(Annotated coordinate records)

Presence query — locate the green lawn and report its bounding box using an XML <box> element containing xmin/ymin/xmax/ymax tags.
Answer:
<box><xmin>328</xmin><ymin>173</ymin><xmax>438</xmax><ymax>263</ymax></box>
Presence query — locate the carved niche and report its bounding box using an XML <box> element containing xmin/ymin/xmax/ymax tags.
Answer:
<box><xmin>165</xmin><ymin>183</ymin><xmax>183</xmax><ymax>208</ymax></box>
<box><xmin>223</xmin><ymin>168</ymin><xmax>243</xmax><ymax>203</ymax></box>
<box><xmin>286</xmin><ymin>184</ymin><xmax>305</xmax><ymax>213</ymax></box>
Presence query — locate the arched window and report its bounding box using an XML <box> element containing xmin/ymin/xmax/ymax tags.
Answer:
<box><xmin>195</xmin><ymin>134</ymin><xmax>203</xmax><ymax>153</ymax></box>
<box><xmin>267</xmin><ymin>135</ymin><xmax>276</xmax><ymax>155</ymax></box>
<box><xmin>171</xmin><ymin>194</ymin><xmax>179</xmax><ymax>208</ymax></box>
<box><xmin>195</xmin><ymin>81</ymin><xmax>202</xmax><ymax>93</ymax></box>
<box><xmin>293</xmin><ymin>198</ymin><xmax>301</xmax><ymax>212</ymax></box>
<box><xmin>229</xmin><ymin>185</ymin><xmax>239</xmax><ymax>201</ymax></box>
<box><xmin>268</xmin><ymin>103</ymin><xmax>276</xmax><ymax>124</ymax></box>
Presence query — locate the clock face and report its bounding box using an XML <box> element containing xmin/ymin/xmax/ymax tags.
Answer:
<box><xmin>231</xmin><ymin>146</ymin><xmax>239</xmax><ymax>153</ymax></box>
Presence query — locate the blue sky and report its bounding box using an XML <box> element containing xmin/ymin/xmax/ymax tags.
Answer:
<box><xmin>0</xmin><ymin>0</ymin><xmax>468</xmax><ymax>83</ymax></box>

REQUIREMENTS:
Which lines in the records above contain the string "element", with letter case taken into account? Copy each such line in full.

EXPECTED OUTPUT:
Presence query — locate the green lawn and report its bounding box using an XML <box> element containing xmin/ymin/xmax/ymax tags.
Presence query — locate the carved niche and report its bounding box using an XML <box> element containing xmin/ymin/xmax/ymax tags.
Presence query — locate the arched window and report its bounding box using an XML <box> element containing xmin/ymin/xmax/ymax tags.
Presence query — locate the clock face and report its bounding box using an XML <box> element containing xmin/ymin/xmax/ymax tags.
Presence query — locate the blue sky and report its bounding box using an XML <box> element containing xmin/ymin/xmax/ymax tags.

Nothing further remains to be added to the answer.